§ **The problem**: Pick out every line in the records that contains the word "shoulder", paying attention to upper and lower case, and copy each one.
# Start of Task material
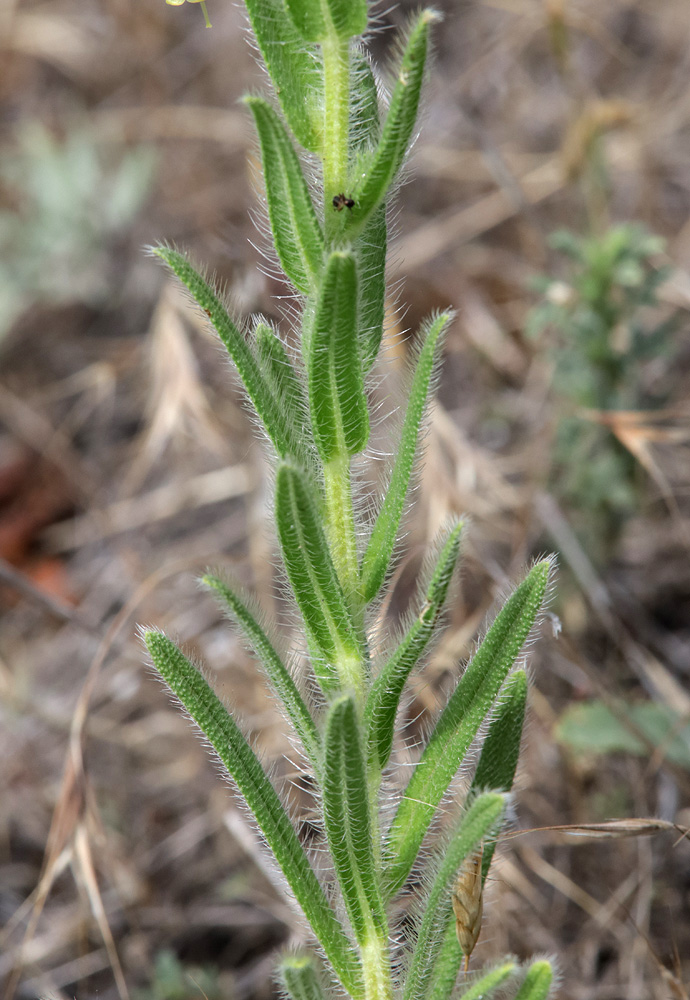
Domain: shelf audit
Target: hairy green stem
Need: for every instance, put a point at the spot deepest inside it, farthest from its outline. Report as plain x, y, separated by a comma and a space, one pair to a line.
336, 74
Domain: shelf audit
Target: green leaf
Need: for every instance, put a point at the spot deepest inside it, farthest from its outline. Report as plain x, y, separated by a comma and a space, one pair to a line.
339, 416
276, 670
307, 16
479, 822
447, 965
370, 250
249, 371
379, 551
378, 170
592, 727
484, 986
300, 979
314, 580
384, 697
460, 720
294, 68
282, 378
296, 231
316, 20
348, 826
348, 17
501, 747
496, 770
242, 764
537, 982
365, 126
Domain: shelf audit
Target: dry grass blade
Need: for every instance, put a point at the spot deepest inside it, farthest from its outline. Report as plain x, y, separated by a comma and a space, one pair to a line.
468, 903
610, 828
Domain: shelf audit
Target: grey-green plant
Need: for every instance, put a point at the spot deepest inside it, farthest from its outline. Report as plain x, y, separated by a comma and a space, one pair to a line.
66, 201
602, 327
332, 149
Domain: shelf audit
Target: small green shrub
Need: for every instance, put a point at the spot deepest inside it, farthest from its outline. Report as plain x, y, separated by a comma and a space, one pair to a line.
330, 238
66, 201
600, 336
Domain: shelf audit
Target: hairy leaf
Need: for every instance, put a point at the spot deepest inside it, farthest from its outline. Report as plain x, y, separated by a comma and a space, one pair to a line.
485, 986
300, 979
501, 747
293, 67
249, 371
460, 720
296, 230
379, 551
283, 378
242, 764
348, 826
276, 670
379, 169
537, 982
478, 823
348, 17
307, 16
384, 697
313, 577
370, 250
339, 416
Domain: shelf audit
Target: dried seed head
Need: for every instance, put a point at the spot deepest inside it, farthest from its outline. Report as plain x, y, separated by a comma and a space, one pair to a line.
468, 902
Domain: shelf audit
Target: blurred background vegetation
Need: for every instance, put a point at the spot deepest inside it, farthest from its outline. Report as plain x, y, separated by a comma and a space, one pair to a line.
549, 203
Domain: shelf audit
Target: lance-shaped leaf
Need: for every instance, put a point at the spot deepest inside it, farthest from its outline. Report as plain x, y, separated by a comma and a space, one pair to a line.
282, 377
459, 722
486, 985
307, 17
299, 978
316, 20
276, 670
479, 822
313, 577
296, 231
348, 17
377, 558
242, 764
237, 347
293, 67
495, 770
384, 697
501, 747
348, 827
379, 168
371, 268
447, 964
283, 381
339, 416
537, 982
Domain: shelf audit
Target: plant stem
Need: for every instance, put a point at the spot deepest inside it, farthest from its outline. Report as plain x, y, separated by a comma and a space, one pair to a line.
376, 969
340, 522
336, 71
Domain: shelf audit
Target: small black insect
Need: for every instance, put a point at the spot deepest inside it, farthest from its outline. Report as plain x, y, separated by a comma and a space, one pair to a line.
341, 201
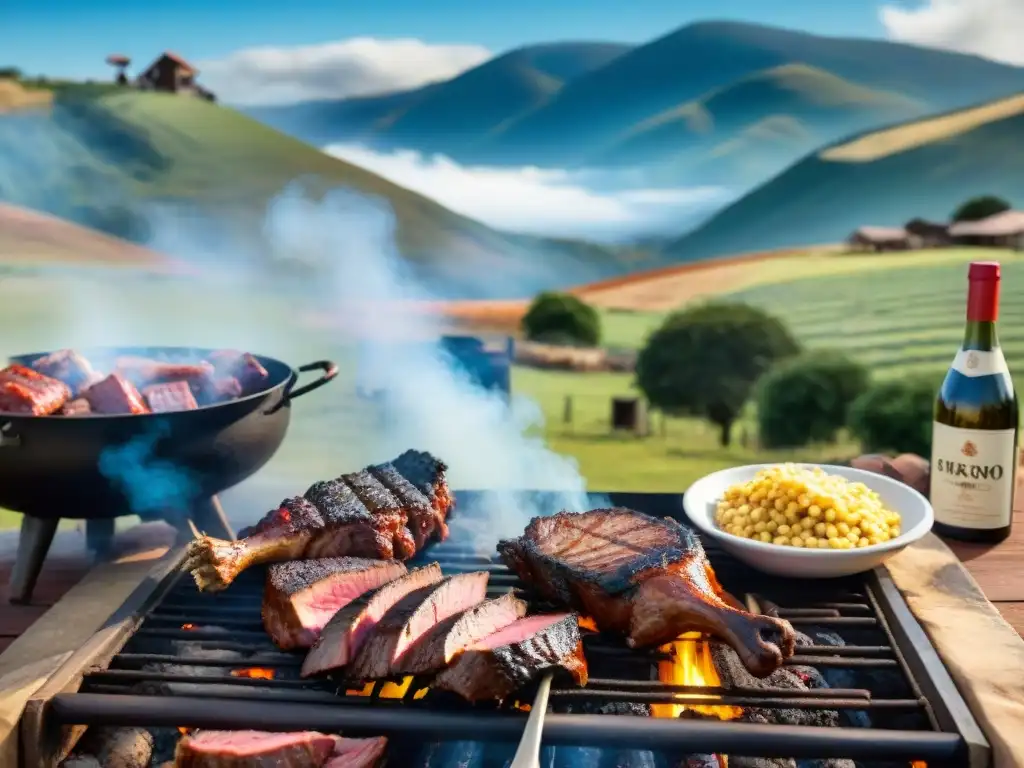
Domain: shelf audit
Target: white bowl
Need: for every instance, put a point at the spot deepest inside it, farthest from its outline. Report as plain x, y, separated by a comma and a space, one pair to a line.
915, 513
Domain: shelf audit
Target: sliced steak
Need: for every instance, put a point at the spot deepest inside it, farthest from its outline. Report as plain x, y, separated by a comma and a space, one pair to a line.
357, 753
344, 634
506, 660
254, 750
446, 639
411, 619
301, 596
644, 577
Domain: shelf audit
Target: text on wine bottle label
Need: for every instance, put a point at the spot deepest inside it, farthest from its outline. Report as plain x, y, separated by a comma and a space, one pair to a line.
980, 363
973, 476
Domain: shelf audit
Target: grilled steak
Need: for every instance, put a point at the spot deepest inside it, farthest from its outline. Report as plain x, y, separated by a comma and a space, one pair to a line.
643, 577
445, 639
174, 395
301, 596
411, 619
115, 394
356, 515
344, 635
254, 750
357, 753
507, 659
24, 390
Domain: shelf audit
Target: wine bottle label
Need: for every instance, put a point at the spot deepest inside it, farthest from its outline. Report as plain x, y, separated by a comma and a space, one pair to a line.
978, 363
973, 475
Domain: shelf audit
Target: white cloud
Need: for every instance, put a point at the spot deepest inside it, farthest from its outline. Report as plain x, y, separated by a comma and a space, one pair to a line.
985, 28
537, 201
346, 68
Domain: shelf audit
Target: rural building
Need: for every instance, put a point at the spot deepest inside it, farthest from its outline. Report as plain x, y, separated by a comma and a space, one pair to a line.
1001, 230
882, 239
929, 233
172, 74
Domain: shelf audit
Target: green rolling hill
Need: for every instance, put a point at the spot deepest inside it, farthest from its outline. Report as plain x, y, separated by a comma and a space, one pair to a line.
94, 160
925, 168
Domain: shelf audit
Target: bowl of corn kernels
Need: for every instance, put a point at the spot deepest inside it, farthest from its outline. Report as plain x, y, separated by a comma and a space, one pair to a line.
808, 520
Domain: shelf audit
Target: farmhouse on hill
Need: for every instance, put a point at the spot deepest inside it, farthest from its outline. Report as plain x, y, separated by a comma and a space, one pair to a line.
1003, 230
171, 74
880, 239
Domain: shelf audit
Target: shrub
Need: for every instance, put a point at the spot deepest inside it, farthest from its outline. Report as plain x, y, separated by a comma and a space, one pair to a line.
705, 360
561, 318
806, 399
895, 416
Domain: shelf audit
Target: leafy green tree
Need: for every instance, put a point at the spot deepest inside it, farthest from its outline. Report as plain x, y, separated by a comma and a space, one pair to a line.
806, 399
980, 208
895, 416
706, 360
561, 318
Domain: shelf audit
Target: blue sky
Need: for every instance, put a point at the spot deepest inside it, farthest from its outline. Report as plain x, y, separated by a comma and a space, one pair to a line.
71, 38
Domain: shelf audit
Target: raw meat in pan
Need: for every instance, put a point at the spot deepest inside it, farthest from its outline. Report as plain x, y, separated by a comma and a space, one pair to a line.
643, 577
436, 649
344, 635
115, 395
24, 390
355, 515
208, 749
300, 596
411, 619
506, 660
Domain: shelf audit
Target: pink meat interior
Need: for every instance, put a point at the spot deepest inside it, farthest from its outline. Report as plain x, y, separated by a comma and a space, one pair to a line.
518, 631
453, 596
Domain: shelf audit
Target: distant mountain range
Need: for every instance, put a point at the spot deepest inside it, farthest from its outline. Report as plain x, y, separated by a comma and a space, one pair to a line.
712, 102
923, 168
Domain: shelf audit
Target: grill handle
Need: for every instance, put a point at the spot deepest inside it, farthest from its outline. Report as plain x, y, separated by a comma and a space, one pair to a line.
528, 753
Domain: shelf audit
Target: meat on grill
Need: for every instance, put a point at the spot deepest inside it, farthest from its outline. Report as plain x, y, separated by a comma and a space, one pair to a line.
643, 577
24, 390
363, 514
174, 395
115, 394
210, 749
407, 623
436, 649
505, 660
344, 635
301, 596
357, 753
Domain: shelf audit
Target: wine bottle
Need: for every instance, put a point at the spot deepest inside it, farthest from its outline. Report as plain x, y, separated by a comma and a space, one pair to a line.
974, 437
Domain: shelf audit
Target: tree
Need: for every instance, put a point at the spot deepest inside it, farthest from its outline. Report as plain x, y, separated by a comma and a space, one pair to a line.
807, 399
980, 208
895, 416
706, 360
561, 318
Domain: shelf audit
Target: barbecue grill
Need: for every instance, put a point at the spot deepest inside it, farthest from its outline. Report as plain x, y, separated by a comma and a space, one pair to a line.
878, 694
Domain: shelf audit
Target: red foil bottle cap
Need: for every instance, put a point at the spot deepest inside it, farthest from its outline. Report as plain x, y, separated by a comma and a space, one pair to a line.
983, 270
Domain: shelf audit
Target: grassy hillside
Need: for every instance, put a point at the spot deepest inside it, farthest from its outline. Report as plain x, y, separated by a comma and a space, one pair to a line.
680, 67
441, 117
758, 124
921, 168
96, 160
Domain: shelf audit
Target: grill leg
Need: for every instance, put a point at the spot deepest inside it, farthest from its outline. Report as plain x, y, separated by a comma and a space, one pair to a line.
34, 543
210, 518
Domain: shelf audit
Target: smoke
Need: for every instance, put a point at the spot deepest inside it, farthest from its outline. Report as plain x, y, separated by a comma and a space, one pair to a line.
432, 404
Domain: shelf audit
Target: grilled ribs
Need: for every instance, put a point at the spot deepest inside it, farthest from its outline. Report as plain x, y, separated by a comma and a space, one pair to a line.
301, 596
646, 578
507, 659
386, 511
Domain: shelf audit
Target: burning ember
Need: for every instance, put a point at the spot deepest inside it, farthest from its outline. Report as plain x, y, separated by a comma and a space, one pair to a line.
691, 664
256, 673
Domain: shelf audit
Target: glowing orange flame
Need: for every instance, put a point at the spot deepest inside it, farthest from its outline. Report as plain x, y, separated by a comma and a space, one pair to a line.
690, 664
388, 690
256, 673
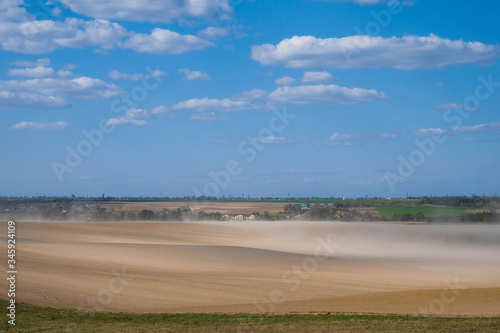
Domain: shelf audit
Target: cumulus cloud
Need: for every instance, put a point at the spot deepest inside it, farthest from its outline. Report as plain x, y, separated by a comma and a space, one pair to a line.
278, 140
377, 2
244, 101
214, 32
149, 10
163, 41
40, 72
137, 117
30, 100
10, 11
317, 77
46, 36
44, 62
324, 94
116, 75
48, 88
207, 116
351, 137
285, 81
82, 87
407, 52
190, 75
207, 104
430, 131
28, 35
490, 128
56, 126
449, 106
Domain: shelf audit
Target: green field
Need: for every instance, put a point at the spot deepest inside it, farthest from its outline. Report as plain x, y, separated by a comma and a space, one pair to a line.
429, 211
31, 318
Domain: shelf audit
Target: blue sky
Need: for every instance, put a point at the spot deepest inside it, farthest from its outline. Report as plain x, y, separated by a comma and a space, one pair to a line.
341, 98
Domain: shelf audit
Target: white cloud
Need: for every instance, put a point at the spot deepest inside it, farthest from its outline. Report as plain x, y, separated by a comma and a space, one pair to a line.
350, 137
46, 92
47, 36
214, 32
408, 52
285, 81
42, 36
149, 10
317, 77
116, 75
137, 117
244, 101
324, 94
490, 128
340, 137
30, 100
162, 41
450, 106
82, 87
207, 116
70, 66
379, 2
208, 104
190, 75
10, 11
100, 33
277, 140
45, 62
40, 72
430, 131
56, 126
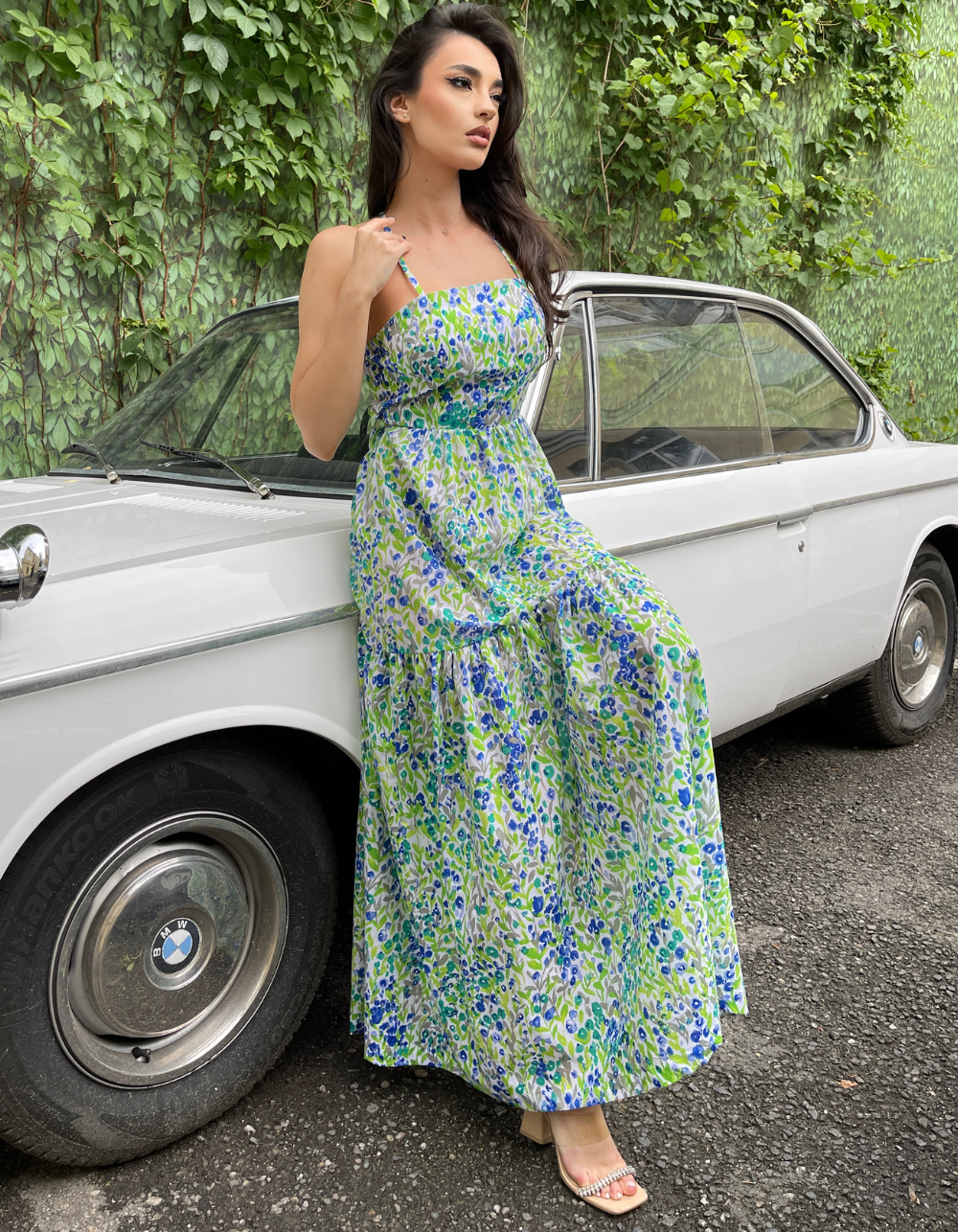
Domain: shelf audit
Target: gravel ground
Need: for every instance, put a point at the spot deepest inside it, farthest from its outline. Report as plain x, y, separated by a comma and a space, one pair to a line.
832, 1106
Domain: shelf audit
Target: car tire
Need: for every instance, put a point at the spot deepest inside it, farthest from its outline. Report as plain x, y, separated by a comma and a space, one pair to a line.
904, 692
164, 934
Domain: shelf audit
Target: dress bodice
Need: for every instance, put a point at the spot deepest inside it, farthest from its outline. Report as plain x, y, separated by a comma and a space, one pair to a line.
458, 357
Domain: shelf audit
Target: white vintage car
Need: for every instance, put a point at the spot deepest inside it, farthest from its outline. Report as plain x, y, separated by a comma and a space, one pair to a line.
179, 697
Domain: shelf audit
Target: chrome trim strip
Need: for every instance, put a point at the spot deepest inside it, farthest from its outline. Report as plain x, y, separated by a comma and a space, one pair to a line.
786, 707
53, 677
888, 491
786, 519
694, 536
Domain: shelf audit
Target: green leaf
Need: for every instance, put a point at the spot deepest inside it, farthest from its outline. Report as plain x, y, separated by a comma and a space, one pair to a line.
13, 51
217, 53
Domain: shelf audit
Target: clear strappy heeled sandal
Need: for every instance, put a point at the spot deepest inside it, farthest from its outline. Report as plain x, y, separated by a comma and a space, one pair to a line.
538, 1128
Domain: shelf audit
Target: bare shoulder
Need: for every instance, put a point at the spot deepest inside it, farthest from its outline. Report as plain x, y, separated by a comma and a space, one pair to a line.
331, 249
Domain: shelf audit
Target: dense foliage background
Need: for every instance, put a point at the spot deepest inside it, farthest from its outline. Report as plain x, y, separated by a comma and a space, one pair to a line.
165, 162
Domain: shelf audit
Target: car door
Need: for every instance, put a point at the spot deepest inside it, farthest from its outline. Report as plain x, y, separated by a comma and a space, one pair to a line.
652, 426
857, 547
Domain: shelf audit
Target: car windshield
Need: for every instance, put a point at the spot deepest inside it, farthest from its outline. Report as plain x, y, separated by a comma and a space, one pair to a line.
229, 395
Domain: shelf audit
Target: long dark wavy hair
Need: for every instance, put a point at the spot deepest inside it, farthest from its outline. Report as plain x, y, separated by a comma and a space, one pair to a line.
492, 196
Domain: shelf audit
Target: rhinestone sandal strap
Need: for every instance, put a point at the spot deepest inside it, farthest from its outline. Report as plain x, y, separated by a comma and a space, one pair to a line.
599, 1185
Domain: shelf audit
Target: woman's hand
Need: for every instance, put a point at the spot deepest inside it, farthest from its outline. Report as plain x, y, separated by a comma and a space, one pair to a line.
375, 254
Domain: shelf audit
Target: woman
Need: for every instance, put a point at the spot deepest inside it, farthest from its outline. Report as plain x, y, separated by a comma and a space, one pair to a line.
542, 901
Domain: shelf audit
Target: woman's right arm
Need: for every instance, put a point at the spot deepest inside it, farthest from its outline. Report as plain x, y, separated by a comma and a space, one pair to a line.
346, 267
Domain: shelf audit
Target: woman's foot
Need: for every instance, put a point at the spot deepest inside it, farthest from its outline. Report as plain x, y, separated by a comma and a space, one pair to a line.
587, 1151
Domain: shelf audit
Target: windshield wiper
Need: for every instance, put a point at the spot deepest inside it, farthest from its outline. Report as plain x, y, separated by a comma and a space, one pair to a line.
251, 482
89, 450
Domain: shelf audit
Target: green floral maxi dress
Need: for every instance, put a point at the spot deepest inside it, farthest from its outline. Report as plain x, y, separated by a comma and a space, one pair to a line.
542, 900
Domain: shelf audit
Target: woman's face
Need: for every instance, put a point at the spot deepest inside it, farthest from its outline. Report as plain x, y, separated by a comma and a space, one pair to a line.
454, 113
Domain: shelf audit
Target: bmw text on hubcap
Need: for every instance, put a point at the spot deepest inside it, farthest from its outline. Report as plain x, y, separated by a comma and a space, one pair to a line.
919, 642
168, 950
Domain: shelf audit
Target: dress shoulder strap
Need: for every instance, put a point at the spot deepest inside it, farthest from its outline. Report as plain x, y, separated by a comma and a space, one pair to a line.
404, 267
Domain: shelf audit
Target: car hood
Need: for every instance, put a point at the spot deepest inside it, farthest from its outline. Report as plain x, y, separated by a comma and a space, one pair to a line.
138, 564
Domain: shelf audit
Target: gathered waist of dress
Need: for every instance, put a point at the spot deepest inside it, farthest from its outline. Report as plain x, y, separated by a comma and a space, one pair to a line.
445, 417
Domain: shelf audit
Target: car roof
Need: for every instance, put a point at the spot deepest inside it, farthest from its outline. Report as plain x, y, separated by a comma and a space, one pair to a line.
637, 284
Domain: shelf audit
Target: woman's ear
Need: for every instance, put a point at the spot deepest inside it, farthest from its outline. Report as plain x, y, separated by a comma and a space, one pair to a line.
399, 107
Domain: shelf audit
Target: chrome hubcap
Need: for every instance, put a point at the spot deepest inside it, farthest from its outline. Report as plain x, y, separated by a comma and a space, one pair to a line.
168, 950
919, 643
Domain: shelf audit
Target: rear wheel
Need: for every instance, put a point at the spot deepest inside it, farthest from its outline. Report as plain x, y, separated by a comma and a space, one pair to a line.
905, 689
164, 937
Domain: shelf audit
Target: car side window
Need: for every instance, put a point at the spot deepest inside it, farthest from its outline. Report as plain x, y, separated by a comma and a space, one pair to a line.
806, 405
675, 387
563, 424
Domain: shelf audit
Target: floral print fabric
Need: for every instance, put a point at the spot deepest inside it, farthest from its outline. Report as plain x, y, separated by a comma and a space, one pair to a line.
542, 900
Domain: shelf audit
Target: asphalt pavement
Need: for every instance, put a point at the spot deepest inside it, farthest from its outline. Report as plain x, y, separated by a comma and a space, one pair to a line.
832, 1106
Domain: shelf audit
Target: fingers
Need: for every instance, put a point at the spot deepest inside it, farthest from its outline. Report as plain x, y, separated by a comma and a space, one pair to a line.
376, 224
# End of Task material
§ **Output of the exercise**:
Target: bare shoulder
Target: dress shoulder strap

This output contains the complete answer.